-- Start --
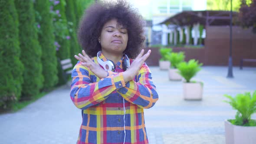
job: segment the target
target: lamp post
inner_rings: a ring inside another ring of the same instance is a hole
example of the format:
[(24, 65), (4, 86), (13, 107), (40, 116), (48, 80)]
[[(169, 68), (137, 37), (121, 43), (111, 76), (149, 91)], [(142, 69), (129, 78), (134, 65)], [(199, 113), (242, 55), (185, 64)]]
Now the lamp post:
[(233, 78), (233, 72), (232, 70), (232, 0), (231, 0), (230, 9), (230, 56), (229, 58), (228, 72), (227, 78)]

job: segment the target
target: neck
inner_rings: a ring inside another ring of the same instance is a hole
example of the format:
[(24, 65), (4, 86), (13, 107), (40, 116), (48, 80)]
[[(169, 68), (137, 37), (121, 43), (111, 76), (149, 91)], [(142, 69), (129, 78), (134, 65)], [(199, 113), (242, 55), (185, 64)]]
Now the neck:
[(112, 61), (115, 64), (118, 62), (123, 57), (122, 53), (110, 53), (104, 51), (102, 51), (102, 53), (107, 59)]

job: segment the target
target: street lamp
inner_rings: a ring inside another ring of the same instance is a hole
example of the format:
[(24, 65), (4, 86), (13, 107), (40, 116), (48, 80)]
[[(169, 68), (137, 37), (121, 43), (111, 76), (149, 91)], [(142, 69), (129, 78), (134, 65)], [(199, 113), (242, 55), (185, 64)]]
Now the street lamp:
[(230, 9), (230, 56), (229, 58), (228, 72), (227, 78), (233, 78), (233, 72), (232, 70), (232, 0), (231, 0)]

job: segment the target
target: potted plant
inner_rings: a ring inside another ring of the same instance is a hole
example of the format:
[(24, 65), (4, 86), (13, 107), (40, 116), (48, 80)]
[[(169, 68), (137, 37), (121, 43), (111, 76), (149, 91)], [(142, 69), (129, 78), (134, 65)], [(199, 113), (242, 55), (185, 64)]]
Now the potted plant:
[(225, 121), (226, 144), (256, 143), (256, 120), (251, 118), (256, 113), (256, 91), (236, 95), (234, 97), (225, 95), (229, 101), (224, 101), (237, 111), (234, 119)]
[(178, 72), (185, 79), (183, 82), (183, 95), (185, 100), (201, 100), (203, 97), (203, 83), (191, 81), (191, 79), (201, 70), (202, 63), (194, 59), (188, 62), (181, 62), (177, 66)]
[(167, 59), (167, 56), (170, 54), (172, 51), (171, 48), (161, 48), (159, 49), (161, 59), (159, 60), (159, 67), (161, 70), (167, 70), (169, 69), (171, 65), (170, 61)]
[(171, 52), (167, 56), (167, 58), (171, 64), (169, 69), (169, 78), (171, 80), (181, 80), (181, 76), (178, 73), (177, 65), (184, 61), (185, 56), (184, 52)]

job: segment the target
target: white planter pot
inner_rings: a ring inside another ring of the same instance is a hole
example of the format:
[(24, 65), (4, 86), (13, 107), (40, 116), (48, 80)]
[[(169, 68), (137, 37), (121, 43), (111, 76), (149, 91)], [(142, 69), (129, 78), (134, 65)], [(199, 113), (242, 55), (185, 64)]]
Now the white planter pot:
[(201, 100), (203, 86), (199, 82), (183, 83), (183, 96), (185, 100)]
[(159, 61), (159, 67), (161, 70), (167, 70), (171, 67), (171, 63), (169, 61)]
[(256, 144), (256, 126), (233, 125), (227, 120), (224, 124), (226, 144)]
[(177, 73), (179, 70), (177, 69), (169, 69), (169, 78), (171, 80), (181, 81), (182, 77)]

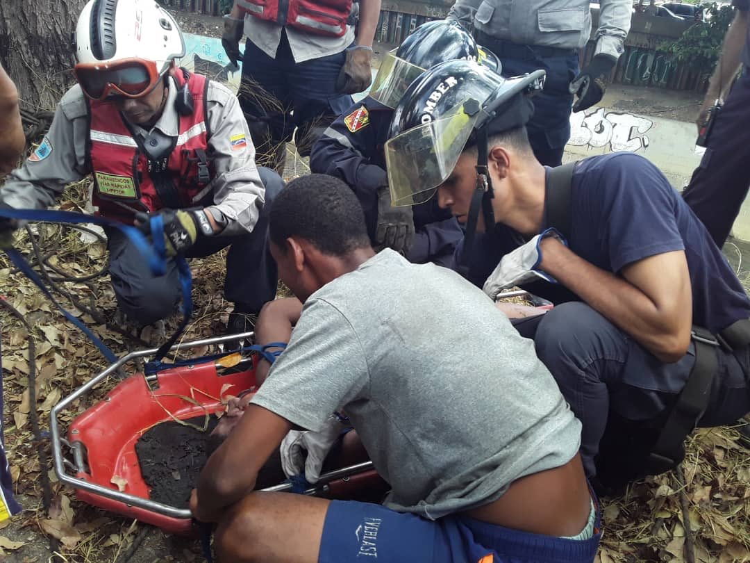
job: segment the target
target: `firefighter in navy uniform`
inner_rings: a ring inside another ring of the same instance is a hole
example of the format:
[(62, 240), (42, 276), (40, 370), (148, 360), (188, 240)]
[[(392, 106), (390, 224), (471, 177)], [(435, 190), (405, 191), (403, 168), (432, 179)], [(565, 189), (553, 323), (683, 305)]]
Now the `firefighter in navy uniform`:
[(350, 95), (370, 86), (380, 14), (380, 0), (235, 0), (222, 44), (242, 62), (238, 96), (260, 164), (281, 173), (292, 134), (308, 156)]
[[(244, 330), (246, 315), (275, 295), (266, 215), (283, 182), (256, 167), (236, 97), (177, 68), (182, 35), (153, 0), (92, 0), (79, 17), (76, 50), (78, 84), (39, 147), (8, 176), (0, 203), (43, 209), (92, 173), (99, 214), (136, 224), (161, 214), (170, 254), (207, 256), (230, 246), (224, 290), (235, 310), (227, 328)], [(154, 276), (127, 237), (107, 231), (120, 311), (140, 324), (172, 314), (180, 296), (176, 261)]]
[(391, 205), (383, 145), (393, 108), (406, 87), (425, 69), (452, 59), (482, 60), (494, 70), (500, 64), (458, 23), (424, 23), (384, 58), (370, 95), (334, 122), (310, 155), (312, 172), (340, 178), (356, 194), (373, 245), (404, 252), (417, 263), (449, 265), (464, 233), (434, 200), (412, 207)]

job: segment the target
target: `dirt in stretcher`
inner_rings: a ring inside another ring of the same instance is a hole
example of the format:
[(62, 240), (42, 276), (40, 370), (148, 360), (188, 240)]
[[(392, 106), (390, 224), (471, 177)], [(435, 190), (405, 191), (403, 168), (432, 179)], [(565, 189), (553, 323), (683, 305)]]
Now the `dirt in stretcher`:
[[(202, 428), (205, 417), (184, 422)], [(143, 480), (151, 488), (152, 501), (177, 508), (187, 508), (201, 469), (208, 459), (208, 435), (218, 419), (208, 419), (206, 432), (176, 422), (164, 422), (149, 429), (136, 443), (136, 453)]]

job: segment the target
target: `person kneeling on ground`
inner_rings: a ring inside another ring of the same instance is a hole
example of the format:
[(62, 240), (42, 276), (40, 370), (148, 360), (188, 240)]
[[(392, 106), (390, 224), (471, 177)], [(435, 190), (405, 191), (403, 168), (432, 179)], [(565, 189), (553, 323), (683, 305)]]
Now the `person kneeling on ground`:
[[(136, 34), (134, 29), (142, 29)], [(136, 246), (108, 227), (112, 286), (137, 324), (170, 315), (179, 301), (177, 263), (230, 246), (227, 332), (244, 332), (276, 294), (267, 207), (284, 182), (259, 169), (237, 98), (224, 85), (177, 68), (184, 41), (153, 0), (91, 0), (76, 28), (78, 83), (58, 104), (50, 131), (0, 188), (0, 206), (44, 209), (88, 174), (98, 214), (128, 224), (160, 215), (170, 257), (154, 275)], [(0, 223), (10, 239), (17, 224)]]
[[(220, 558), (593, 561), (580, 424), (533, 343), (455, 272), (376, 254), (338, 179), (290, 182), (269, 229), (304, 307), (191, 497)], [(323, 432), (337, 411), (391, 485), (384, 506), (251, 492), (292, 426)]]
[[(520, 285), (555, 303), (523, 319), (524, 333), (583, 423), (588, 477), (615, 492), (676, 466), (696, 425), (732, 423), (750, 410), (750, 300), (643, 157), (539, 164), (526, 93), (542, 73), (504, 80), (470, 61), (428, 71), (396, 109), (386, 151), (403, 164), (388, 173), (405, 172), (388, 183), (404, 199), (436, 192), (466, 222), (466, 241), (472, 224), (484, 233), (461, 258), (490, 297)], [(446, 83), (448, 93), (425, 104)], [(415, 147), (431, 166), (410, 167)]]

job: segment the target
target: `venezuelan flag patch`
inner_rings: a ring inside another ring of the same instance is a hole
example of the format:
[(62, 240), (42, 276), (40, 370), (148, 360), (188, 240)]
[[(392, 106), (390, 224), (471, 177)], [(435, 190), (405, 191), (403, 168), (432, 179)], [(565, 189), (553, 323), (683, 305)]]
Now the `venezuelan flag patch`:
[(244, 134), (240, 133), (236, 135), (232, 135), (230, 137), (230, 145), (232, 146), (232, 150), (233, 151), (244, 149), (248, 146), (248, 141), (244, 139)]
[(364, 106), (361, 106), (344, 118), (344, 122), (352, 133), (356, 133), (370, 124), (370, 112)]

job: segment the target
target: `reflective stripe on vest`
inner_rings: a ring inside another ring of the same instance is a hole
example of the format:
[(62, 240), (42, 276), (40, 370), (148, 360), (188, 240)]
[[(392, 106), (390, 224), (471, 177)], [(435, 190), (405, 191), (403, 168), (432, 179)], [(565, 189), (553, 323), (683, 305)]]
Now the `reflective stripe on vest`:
-- End --
-- Start --
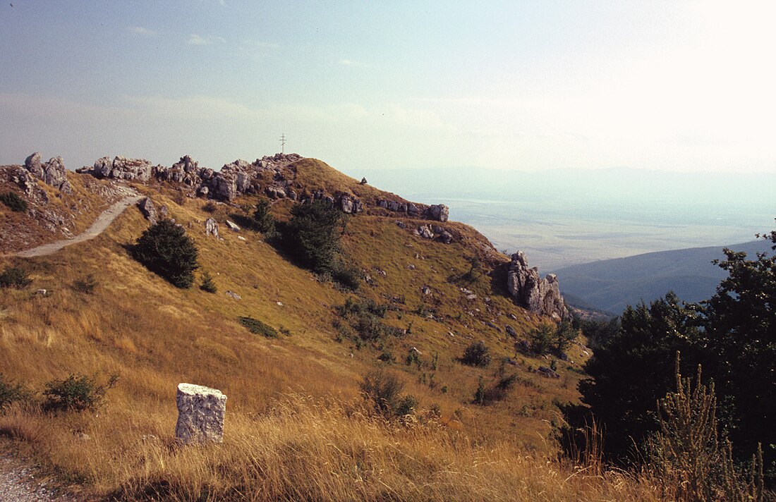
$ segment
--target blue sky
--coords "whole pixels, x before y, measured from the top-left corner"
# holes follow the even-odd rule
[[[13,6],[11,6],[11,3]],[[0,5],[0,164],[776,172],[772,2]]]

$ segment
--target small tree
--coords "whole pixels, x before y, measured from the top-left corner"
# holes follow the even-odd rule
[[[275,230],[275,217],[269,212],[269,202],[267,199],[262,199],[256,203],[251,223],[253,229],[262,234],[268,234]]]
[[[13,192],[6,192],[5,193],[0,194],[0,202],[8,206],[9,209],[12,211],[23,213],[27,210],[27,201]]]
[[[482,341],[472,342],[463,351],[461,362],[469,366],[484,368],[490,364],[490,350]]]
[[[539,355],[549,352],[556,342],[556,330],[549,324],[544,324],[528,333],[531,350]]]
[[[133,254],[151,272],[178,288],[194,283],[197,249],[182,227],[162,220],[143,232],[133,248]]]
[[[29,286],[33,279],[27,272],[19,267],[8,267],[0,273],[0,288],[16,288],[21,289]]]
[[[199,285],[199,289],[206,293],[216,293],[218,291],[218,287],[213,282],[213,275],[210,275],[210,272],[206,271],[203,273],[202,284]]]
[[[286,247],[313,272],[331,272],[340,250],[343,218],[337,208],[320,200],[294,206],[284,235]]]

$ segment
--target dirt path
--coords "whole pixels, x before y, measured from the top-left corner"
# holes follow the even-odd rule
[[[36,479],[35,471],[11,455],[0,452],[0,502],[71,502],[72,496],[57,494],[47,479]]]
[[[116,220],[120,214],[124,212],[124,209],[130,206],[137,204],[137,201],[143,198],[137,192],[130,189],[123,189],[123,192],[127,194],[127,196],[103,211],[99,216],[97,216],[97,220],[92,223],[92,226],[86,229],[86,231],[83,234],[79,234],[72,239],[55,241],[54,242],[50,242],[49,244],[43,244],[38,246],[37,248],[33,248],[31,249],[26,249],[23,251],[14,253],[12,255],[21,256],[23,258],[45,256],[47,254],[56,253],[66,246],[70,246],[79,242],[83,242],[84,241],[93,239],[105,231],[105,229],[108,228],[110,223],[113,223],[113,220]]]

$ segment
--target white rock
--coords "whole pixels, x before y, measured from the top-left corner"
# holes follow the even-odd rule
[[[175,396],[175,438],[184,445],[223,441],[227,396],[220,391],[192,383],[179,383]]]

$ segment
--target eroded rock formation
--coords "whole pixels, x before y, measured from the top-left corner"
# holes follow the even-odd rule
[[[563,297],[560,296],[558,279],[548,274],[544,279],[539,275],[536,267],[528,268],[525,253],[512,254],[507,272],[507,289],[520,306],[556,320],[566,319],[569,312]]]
-- End --
-- Start --
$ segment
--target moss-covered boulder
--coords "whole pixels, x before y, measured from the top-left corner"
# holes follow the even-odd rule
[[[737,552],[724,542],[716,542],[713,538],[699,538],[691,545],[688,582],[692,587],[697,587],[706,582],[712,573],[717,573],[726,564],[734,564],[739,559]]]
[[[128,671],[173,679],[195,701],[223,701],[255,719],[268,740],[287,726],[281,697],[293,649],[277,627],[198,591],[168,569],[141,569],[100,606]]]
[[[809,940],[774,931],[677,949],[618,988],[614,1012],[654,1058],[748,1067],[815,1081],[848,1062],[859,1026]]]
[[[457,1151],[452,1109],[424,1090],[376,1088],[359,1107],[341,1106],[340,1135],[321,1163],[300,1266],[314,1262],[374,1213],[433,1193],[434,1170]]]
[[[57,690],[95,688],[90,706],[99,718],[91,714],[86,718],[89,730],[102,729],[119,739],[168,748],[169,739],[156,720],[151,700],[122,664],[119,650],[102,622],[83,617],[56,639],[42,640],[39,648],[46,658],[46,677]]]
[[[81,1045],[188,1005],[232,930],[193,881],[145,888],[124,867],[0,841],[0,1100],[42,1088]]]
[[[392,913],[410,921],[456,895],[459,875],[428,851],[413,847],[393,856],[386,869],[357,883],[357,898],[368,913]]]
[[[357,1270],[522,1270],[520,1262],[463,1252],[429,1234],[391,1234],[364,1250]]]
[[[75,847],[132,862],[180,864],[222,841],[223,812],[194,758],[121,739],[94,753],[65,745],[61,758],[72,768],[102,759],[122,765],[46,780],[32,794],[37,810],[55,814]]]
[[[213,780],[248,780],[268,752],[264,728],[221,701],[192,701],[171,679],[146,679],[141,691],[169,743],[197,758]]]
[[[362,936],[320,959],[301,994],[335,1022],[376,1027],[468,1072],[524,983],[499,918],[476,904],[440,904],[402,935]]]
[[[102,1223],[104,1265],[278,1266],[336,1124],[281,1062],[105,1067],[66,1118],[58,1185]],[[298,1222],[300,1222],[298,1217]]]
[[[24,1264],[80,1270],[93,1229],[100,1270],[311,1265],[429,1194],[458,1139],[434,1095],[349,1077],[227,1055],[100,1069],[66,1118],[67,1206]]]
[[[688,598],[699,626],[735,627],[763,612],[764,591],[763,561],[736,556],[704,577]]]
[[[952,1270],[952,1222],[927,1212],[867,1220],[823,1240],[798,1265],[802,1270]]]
-- End --
- [TASK DESCRIPTION] Return every line of the material that contains the string "white", copying each full line. Case counts.

- [FULL ANSWER]
target: white planter pot
Now the white planter pot:
--target white rock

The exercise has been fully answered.